╭─ INPUT MATERIAL

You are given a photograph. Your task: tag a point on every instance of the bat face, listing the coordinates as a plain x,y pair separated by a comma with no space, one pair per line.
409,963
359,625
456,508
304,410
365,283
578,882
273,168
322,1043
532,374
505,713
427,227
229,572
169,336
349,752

╰─

# [WHAT IS ASKED]
Render every line of the records above as a numbered list, omitting any blank lines.

# [EXERCISE ANSWER]
1. You are given a photograph. Your task: tag a point on every instance of the bat face, listing the coordinates as a plain x,y pair separated by a comma with no space, one pair per line.
2. 409,963
3. 359,625
4. 456,508
5. 304,410
6. 365,283
7. 578,882
8. 273,168
9. 322,1043
10. 532,374
11. 505,713
12. 427,227
13. 229,572
14. 169,336
15. 349,752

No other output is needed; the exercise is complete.